• **WHAT THIS TASK INVOLVES**: Give back an exact copy of the lines in the records below, from the line that has "For every <instance>" through the line that has "positive clicks: (62, 156)", and nothing besides.

• **INPUT FOR THIS TASK**:
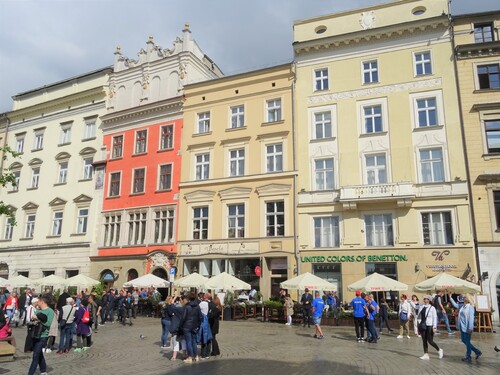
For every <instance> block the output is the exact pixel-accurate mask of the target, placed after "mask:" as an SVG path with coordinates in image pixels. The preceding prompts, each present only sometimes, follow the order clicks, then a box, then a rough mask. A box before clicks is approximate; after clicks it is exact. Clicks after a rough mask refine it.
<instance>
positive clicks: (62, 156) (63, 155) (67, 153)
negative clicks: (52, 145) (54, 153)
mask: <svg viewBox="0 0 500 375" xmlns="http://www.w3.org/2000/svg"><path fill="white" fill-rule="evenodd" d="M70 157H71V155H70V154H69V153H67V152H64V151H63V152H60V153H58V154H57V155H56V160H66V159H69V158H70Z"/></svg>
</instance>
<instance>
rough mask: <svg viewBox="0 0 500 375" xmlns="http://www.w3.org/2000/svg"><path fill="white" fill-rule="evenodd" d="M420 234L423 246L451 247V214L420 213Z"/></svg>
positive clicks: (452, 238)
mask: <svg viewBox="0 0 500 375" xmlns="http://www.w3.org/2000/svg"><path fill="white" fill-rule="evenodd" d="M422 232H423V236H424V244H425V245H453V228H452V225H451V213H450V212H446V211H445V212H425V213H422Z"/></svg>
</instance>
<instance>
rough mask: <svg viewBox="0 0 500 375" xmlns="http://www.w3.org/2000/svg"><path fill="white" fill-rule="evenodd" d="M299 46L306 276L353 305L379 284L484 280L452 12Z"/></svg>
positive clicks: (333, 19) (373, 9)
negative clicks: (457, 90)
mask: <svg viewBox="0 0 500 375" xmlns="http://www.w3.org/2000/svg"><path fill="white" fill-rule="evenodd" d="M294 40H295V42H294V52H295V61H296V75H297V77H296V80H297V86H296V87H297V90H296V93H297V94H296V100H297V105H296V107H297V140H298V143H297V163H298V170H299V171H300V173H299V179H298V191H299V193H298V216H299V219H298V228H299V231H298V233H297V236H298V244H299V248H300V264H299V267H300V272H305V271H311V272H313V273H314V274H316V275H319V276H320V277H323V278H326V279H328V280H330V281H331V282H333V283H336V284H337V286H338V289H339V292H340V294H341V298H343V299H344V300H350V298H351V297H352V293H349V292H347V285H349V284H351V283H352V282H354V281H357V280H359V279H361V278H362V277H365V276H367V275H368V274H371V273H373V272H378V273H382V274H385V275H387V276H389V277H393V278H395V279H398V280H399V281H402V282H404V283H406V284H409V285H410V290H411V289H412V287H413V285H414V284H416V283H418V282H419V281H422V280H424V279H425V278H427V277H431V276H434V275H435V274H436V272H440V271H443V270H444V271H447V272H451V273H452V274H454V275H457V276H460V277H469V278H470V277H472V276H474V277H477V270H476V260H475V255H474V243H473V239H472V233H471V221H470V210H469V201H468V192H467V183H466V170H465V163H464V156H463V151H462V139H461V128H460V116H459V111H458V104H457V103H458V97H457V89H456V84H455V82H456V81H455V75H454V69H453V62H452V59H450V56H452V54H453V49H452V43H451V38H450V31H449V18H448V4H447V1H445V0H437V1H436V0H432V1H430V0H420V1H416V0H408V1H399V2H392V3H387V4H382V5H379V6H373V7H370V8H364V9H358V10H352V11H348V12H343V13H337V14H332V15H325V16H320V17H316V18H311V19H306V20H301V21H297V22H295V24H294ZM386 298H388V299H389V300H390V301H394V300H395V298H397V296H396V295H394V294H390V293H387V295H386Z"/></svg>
==
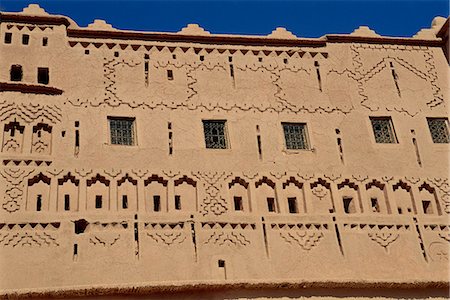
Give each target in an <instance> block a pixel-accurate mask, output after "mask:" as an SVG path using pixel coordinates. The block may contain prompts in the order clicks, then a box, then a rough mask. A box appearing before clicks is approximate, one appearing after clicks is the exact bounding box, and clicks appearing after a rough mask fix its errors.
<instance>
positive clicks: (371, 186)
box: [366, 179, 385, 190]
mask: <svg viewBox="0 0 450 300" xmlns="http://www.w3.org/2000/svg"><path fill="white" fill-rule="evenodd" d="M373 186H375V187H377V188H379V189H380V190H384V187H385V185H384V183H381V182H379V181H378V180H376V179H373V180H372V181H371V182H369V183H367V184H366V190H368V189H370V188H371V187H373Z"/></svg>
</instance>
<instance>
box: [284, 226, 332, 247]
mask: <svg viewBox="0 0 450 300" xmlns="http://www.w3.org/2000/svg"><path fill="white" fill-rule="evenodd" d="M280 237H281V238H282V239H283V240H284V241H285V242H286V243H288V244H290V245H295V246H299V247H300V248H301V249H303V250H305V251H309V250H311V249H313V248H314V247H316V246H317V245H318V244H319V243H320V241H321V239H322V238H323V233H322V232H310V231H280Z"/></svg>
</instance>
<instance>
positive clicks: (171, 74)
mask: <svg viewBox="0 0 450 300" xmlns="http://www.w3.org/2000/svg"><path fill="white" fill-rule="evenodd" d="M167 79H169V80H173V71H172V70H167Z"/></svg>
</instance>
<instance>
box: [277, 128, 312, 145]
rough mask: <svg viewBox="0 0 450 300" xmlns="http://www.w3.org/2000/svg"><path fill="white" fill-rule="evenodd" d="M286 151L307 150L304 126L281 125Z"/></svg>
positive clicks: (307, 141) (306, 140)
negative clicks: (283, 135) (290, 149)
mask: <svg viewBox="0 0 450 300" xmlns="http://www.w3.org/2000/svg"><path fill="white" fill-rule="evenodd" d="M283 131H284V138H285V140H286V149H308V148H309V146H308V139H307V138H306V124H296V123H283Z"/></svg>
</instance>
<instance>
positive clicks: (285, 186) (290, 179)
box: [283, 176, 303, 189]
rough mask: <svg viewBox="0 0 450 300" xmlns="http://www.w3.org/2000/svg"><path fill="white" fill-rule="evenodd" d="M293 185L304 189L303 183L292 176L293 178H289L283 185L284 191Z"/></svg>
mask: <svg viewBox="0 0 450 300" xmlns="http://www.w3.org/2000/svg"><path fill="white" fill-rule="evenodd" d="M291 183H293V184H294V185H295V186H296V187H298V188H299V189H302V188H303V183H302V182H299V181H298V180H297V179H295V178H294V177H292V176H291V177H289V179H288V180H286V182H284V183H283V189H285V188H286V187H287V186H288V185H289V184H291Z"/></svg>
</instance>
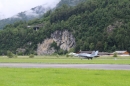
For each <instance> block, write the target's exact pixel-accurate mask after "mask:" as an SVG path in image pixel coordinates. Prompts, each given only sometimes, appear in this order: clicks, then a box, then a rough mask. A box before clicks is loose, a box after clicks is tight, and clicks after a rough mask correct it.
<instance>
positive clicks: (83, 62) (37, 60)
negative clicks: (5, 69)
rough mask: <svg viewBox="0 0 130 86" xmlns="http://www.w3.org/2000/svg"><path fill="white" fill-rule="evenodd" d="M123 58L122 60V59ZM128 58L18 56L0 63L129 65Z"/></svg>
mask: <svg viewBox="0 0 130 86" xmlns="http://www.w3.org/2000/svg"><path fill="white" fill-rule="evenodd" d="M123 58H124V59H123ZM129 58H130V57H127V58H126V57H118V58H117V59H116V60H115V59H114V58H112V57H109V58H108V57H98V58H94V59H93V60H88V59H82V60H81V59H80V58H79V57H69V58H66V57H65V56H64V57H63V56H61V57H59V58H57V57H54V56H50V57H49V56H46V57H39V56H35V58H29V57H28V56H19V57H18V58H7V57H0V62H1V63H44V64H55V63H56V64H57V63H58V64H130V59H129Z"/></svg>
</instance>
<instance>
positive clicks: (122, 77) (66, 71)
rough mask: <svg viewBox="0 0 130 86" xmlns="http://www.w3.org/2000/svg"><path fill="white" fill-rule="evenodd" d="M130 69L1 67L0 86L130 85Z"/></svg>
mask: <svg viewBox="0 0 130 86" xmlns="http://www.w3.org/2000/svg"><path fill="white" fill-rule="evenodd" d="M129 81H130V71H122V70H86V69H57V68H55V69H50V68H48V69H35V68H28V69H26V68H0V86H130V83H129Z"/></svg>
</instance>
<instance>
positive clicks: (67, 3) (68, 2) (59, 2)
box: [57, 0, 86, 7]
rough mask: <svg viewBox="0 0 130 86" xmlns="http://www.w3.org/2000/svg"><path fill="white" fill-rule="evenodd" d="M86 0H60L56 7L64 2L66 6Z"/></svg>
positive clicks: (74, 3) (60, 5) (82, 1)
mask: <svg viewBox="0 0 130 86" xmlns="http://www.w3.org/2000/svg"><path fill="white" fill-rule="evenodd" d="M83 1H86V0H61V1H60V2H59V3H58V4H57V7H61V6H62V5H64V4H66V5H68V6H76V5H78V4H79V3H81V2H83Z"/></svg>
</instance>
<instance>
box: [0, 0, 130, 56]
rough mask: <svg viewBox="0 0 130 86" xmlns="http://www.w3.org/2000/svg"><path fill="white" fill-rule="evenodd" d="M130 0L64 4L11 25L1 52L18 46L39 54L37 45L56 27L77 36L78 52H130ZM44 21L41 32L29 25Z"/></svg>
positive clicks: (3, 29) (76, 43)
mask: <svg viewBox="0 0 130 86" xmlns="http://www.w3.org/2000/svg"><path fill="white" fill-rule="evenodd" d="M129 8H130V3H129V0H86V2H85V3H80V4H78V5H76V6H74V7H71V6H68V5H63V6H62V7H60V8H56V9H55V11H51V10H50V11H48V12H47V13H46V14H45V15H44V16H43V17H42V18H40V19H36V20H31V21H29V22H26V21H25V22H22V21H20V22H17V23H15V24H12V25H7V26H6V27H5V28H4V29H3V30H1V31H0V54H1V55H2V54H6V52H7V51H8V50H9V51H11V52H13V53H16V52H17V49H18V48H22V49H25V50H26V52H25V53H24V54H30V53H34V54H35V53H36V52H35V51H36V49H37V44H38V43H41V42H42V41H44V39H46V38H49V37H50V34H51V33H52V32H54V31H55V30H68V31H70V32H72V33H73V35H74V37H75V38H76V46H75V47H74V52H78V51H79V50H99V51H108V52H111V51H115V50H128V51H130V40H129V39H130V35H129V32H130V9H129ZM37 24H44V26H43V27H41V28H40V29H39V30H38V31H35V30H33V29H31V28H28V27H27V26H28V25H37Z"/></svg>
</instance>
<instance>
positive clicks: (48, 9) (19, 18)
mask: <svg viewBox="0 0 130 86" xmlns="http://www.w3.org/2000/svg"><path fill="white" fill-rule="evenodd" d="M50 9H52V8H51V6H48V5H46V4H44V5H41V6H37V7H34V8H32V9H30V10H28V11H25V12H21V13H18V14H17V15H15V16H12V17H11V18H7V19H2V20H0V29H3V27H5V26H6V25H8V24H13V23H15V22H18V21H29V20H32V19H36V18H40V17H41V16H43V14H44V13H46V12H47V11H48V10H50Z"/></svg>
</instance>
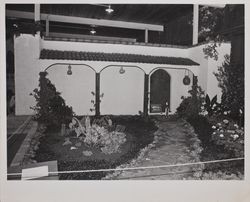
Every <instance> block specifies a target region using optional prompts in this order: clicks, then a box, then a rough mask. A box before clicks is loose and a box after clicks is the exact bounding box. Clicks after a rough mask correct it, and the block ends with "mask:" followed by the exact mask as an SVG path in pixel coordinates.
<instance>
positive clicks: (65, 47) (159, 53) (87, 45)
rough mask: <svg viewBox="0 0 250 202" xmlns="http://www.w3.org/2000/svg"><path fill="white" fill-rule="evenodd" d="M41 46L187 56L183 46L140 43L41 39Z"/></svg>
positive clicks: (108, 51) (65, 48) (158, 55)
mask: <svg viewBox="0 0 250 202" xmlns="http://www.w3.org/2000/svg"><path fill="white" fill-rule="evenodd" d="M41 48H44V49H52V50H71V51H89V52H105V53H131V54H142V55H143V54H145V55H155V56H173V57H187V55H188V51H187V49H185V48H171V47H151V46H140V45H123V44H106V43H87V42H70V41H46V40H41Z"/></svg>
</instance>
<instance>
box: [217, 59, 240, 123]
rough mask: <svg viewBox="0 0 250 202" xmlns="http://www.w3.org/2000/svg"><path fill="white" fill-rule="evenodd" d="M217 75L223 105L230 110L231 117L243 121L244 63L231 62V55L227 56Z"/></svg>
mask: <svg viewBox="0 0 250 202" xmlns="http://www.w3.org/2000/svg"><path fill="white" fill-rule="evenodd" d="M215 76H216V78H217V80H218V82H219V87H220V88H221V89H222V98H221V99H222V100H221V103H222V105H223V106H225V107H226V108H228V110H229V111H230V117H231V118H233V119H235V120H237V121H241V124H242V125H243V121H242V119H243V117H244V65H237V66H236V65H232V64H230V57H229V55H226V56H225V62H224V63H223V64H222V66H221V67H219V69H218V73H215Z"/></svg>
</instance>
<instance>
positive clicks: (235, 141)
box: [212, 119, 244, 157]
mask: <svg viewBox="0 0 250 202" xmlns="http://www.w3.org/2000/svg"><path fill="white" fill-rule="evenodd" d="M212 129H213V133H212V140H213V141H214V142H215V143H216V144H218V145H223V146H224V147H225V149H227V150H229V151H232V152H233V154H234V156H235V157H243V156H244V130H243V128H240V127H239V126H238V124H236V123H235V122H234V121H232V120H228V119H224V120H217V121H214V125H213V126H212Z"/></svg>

• **EXERCISE ANSWER**:
For every <instance> block the output is the exact pixel-accurate mask of the target, placed after "mask:" as an SVG path with coordinates in image pixels. The preceding prompts, each present only sometimes, follow the order clicks, then a box, then a rough mask. A box before clicks is approximate; after clicks it is exact. Clicks after a rough mask refine it.
<instance>
positive clicks: (62, 156) (63, 155) (67, 153)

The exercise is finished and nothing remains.